■ WHAT IS BEING ASKED ■
Write out verbatim the lines below from the one containing "Practice step: find the seal's nostril" through the last line, and omit the pictures from your answer.

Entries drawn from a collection

/---

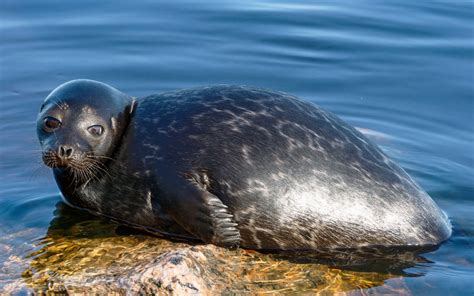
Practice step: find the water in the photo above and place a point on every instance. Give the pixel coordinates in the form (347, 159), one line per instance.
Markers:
(402, 71)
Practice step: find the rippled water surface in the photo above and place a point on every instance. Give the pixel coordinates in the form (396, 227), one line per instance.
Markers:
(401, 71)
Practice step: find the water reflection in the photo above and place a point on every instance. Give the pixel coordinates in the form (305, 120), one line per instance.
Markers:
(90, 254)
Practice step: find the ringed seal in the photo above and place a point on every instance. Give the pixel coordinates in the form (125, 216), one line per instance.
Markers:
(232, 166)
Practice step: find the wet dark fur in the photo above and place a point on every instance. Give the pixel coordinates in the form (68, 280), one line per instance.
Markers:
(243, 166)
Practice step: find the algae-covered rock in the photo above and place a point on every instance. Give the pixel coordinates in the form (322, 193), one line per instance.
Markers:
(84, 254)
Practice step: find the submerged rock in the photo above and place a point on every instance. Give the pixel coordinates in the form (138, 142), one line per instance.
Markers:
(84, 254)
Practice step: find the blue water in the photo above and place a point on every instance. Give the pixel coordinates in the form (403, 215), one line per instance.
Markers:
(402, 71)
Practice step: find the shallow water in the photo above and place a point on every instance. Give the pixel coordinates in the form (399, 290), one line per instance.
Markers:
(401, 72)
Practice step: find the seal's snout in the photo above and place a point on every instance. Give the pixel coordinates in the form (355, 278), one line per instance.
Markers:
(65, 152)
(58, 158)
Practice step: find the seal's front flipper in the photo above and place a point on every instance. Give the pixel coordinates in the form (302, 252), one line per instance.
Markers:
(201, 213)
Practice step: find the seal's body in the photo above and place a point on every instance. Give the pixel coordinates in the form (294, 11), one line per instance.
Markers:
(241, 166)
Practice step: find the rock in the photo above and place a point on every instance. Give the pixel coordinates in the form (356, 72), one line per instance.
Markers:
(87, 255)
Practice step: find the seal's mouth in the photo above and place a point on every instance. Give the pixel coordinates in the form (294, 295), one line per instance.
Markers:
(81, 167)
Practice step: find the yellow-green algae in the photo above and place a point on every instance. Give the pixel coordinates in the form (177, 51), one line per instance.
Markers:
(94, 256)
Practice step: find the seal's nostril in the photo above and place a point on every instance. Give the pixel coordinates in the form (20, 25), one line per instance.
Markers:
(65, 152)
(68, 152)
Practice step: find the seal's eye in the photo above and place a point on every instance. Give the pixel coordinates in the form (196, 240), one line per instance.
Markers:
(95, 130)
(51, 123)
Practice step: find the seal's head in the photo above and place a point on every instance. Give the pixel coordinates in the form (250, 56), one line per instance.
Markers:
(80, 124)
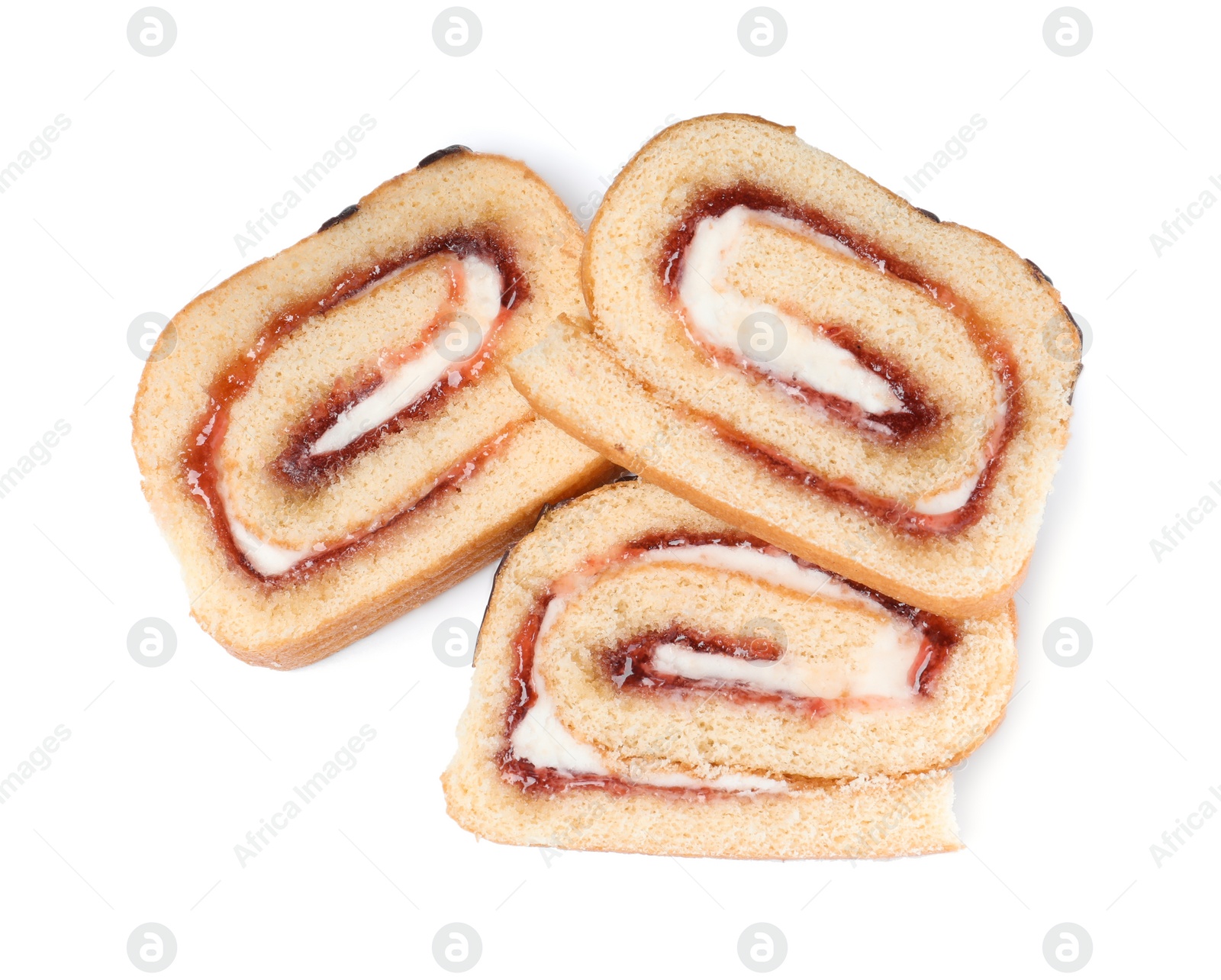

\---

■ SOLVED PROBLEM ■
Practice step: find the seal's nostril in the photo above and place a point on every instance. Give the pixel coordinates in the form (20, 25), one line per instance.
Markers:
(65, 152)
(68, 152)
Practice step: find the seal's eye in the photo above and place a point on every instance. Give the pixel coordinates in the form (196, 240), one line per instance.
Markers:
(95, 130)
(51, 123)
Practice step: find the seal's head in the photo above and place a point on every instance. Give the pixel coordinates in the form (250, 56), one line per instance.
Markers:
(80, 124)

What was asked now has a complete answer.